▶ Try it
Everything in the data must be repeated exactly, apart from the pictures, which are left out.

▶ Data records

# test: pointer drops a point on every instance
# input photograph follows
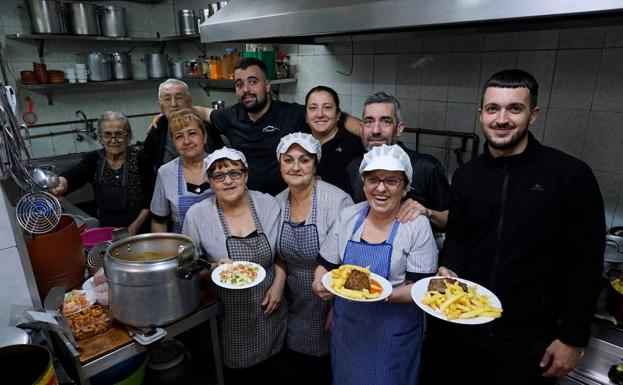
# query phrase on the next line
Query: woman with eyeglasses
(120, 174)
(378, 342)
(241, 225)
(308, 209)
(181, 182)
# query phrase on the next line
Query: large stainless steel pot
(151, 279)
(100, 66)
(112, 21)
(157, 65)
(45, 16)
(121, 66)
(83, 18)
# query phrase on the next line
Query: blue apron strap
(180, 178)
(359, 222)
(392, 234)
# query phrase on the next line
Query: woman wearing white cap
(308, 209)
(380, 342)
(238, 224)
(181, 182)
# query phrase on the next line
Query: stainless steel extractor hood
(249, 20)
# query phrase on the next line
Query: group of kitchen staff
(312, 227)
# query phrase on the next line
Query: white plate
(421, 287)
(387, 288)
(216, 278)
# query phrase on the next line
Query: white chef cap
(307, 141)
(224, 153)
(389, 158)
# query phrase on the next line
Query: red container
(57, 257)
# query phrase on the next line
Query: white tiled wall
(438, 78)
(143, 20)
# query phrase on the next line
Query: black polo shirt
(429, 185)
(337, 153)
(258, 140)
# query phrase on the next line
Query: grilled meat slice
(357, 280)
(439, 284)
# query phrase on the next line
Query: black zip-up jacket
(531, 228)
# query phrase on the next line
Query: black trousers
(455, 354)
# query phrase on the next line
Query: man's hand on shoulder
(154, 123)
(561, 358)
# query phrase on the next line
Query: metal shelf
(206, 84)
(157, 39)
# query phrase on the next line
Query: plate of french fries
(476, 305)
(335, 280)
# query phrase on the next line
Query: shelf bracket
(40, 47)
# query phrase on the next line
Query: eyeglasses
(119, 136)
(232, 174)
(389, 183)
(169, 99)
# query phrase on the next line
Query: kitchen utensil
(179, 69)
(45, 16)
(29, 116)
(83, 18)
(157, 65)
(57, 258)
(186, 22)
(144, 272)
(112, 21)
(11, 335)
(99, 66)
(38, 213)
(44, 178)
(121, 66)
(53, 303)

▶ Task solution
# test: pointer drops a point on every instance
# input photograph follows
# query phrase on the next line
Query: woman with eyeglasses
(120, 174)
(378, 342)
(241, 225)
(308, 209)
(181, 182)
# query phrase on the next line
Query: large stainless steel pot
(151, 279)
(100, 66)
(112, 21)
(157, 65)
(45, 16)
(121, 66)
(83, 18)
# query phrase on the next line
Query: blue apron strap
(180, 178)
(359, 222)
(392, 234)
# query phrase on the next line
Query: woman wearing white cap
(308, 209)
(380, 342)
(238, 224)
(181, 182)
# query phrase on the next line
Query: stainless steel extractor hood
(249, 20)
# query phrase on the next line
Query: group of kitchen staff
(312, 227)
# query phrase on the next line
Query: white plate
(421, 287)
(387, 288)
(216, 278)
# query phrase on the next line
Query: white chef cap
(307, 141)
(224, 153)
(389, 158)
# query phrase on the next line
Query: red container
(57, 257)
# query phrase on the next line
Query: white tiled wall
(438, 78)
(143, 20)
# query phrase on the next line
Query: black polo shirt
(429, 185)
(337, 153)
(258, 140)
# query phrase on the next line
Query: grilled meat slice
(357, 280)
(439, 284)
# query phrase on the next line
Query: black zip-up jacket
(531, 228)
# query phrase on the next line
Query: black trousers
(455, 354)
# query phrase on the next line
Query: man's hand on shoulder
(154, 123)
(561, 358)
# query phrase on the next line
Query: metal shelf
(206, 84)
(157, 39)
# query phrase on the next line
Query: plate of french fries
(476, 305)
(335, 280)
# query phrase on the next line
Query: shelf bracket
(40, 47)
# query phrase on the next line
Query: eyeglasses
(119, 136)
(232, 174)
(389, 183)
(169, 99)
# query phrase on the next line
Query: kitchen utensil
(179, 69)
(45, 16)
(29, 116)
(83, 18)
(157, 65)
(57, 258)
(186, 22)
(144, 272)
(112, 21)
(11, 335)
(99, 66)
(38, 213)
(44, 178)
(121, 66)
(53, 303)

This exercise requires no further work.